──────── Records
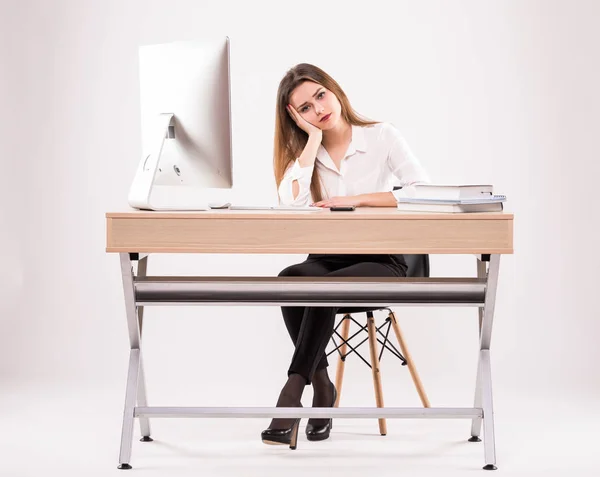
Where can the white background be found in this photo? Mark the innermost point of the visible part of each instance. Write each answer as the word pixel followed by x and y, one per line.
pixel 502 92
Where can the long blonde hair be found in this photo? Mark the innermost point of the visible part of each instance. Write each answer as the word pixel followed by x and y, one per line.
pixel 289 138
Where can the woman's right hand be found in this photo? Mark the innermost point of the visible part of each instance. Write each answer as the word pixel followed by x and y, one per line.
pixel 303 123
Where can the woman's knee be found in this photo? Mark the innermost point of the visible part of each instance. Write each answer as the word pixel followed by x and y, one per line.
pixel 304 269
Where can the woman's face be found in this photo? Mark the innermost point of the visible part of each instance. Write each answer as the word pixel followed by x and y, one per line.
pixel 317 105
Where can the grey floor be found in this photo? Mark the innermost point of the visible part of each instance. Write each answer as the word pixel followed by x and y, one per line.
pixel 75 432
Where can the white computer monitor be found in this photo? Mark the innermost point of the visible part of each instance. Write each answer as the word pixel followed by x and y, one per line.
pixel 186 125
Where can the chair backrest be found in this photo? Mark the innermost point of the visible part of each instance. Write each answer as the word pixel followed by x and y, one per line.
pixel 418 265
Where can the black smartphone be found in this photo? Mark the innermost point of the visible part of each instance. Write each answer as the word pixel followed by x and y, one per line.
pixel 342 208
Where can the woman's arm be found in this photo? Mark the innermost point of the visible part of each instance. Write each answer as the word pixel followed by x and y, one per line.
pixel 295 185
pixel 294 188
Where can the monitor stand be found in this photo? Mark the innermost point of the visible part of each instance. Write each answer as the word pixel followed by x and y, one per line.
pixel 140 193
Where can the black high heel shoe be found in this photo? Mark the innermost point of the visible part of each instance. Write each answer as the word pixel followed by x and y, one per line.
pixel 287 436
pixel 320 433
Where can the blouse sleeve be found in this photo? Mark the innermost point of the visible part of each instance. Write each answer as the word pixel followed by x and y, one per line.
pixel 303 175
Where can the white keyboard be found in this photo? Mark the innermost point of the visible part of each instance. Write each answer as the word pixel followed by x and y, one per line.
pixel 276 207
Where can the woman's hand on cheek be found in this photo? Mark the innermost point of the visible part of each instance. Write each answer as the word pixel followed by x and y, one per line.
pixel 337 201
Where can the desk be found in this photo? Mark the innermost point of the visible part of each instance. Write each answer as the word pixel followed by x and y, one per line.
pixel 136 234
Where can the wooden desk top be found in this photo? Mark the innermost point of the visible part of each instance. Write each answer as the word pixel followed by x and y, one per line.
pixel 365 231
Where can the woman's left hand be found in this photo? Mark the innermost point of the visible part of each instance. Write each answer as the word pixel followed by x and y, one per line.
pixel 337 201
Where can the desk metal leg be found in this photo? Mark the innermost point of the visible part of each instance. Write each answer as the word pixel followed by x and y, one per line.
pixel 141 390
pixel 133 375
pixel 483 387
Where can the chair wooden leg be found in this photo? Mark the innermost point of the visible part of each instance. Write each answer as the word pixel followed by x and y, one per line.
pixel 376 372
pixel 339 374
pixel 409 362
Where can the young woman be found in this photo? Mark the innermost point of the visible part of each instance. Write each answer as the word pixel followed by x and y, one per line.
pixel 327 155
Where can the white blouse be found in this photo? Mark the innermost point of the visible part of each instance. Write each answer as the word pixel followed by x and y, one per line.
pixel 378 158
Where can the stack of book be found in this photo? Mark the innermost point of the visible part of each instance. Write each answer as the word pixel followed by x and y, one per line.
pixel 451 198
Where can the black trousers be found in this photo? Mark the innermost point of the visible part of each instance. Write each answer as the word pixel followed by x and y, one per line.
pixel 311 327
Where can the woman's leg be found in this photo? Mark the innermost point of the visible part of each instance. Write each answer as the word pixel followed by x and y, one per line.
pixel 293 315
pixel 315 333
pixel 317 323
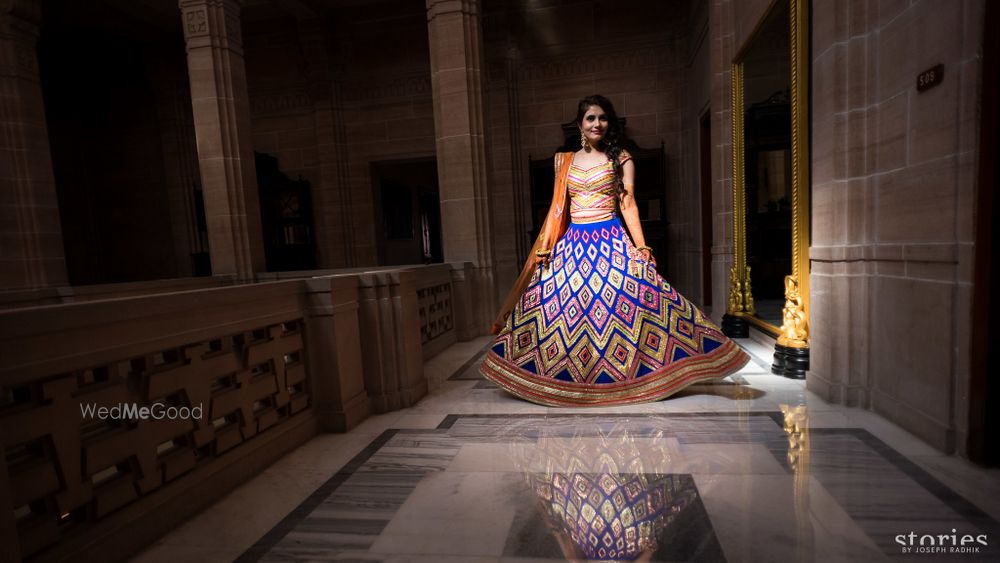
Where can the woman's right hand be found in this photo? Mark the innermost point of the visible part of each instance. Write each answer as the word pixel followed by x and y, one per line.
pixel 542 257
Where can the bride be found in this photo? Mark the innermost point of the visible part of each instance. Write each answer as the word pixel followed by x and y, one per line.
pixel 590 321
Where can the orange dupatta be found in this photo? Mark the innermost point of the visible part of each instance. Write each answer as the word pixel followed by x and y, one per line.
pixel 555 224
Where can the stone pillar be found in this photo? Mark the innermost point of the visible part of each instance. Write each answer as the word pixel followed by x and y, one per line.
pixel 377 344
pixel 406 319
pixel 461 301
pixel 31 246
pixel 390 339
pixel 180 159
pixel 456 60
pixel 221 107
pixel 335 232
pixel 335 365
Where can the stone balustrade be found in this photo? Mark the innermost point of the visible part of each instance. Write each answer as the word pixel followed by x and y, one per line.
pixel 262 367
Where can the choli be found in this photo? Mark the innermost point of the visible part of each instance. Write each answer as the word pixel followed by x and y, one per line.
pixel 592 191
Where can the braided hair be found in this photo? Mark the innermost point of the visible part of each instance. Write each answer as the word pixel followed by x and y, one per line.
pixel 613 140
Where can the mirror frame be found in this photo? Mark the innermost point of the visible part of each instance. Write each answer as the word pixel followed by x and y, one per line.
pixel 794 331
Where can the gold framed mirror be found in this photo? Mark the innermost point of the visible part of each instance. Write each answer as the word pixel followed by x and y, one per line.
pixel 769 279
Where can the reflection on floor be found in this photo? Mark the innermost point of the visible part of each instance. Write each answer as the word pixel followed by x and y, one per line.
pixel 752 468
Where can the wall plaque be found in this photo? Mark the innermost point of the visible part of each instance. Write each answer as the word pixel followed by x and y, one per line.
pixel 930 78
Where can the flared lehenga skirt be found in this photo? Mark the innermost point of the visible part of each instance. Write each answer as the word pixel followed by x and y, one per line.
pixel 597 326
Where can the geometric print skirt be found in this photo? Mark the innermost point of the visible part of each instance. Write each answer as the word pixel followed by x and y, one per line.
────────────────
→ **Exercise directions**
Rescale everything from the start of the listing down to and including the line containing "pixel 304 269". Repeat the requests unchanged, multiply each pixel coordinate in the answers by 1.25, round to whole numbers with halves rounding up, and leave the pictures out.

→ **Answer to this exercise**
Where can the white background be found in this photo? Mark the innermost point of the visible part of each instance. Write each answer as the word pixel followed by x and y, one per line.
pixel 628 115
Where can the long blonde hair be found in this photo? Mark the innermost point of the visible part of each instance. Write each answer as the word pixel followed by x and y, one per line.
pixel 361 173
Where can the woman's right hand be found in this photo? Mark the innermost point of the visible part of each instance. Write each answer as the word pixel followed by x and y, one per line.
pixel 379 154
Where can the woman's knee be found in this photo? Mark the innermost point of the visible part of each instance. Write each answer as the word pixel followed by x and y, one per line.
pixel 380 336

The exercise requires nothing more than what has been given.